> **Assignment**: Look through the entries below and count every line in which "point" appears; reply with the number only.

[Stored entries]
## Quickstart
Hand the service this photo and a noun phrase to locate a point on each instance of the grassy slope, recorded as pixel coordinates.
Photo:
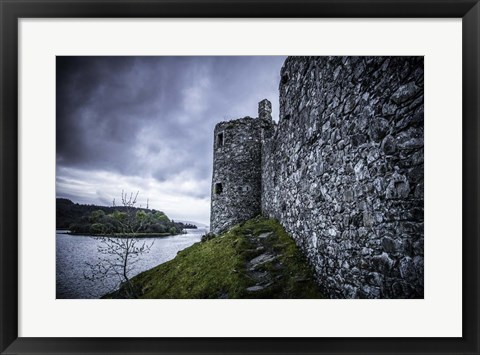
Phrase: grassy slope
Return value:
(221, 268)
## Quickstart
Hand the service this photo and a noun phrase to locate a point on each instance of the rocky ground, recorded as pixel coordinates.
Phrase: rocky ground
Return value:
(255, 259)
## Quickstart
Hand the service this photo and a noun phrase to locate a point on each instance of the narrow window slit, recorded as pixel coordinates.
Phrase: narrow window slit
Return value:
(218, 188)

> **Solution**: 3